++++ Data excerpts ++++

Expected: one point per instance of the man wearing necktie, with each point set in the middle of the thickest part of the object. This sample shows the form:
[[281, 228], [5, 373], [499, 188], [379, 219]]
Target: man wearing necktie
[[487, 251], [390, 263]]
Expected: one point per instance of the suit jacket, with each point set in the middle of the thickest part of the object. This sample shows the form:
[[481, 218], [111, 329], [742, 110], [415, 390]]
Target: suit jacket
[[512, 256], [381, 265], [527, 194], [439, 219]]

++++
++++ Data excerpts ++++

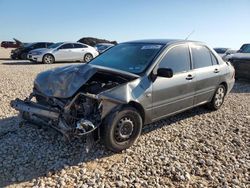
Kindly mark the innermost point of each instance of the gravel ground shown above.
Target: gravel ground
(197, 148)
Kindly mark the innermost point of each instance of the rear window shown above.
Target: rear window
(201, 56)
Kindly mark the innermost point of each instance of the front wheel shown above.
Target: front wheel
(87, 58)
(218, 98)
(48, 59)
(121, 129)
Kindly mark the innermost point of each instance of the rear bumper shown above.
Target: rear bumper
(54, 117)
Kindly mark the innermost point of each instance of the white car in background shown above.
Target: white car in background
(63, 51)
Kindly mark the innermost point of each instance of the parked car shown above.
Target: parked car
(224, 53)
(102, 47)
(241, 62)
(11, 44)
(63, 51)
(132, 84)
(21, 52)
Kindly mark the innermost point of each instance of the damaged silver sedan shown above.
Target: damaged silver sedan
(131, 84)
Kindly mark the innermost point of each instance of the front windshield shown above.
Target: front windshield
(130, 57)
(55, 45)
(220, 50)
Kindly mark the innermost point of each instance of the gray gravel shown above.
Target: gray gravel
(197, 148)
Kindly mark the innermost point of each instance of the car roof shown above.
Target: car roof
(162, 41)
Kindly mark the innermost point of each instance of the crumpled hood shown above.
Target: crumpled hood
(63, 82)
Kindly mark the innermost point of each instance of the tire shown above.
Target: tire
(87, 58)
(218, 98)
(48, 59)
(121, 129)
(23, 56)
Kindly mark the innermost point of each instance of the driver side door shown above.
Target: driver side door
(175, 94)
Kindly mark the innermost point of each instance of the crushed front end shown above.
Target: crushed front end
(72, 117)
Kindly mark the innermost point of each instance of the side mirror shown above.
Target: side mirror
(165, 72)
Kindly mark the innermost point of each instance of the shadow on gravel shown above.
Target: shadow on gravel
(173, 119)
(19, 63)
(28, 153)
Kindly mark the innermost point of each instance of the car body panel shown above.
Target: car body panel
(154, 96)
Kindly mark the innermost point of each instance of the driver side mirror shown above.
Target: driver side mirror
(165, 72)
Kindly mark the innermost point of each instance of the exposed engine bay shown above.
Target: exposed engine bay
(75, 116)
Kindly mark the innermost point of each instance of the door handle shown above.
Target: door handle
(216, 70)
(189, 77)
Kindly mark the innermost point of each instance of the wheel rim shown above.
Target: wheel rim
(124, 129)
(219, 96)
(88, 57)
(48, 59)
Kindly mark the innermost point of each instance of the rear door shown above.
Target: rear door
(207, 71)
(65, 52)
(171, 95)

++++
++++ Data excerpts ++++

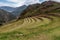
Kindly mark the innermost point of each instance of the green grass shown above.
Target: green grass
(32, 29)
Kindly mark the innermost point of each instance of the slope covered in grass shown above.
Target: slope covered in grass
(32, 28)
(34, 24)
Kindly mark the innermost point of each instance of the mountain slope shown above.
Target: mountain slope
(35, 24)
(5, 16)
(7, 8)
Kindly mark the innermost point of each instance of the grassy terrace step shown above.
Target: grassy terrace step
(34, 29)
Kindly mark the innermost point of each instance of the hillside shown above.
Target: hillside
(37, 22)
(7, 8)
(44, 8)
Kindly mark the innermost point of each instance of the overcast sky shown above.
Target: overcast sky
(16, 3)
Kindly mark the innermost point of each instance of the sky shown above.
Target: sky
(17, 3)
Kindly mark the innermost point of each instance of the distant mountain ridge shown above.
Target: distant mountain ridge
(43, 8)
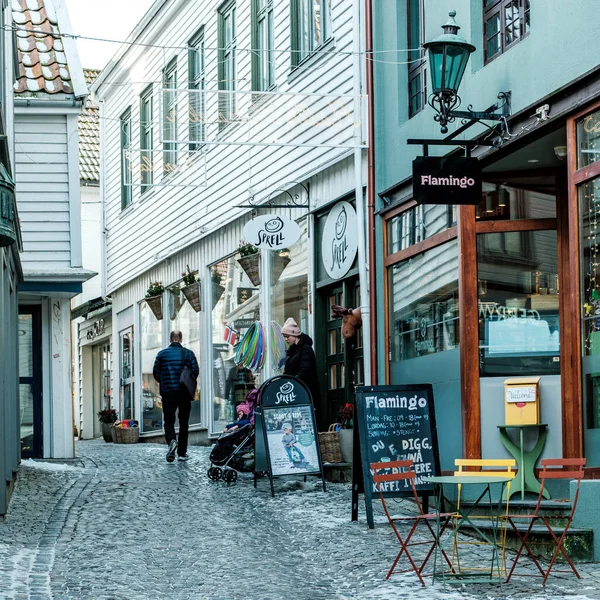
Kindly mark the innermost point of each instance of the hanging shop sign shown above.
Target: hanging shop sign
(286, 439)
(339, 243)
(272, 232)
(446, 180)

++++

§ **Prompt**:
Every line in the data above that includes the word "sample" should be copied.

§ **Response**:
Expected: one point per instance of the man wearing necktie, with each point set in the middle of the thickest part of the object. This sample shows the form:
Expected: one point per instance of the suit jacket, with each point set in the middle of the thickest part of the object. This sample shows the form:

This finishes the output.